**Instructions to follow:** What you return must match the records exactly, except that the pictures are gone.

(Beginning of Data records)

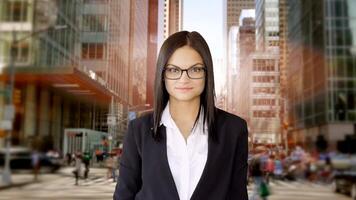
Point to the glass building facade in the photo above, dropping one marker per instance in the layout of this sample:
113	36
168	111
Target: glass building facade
322	68
52	89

(End of Data records)

**Output:**
Point to the glass building facade in the photo above, dropping one marker per instance in the layout of this sample:
113	36
168	111
Target: glass building facade
322	68
52	89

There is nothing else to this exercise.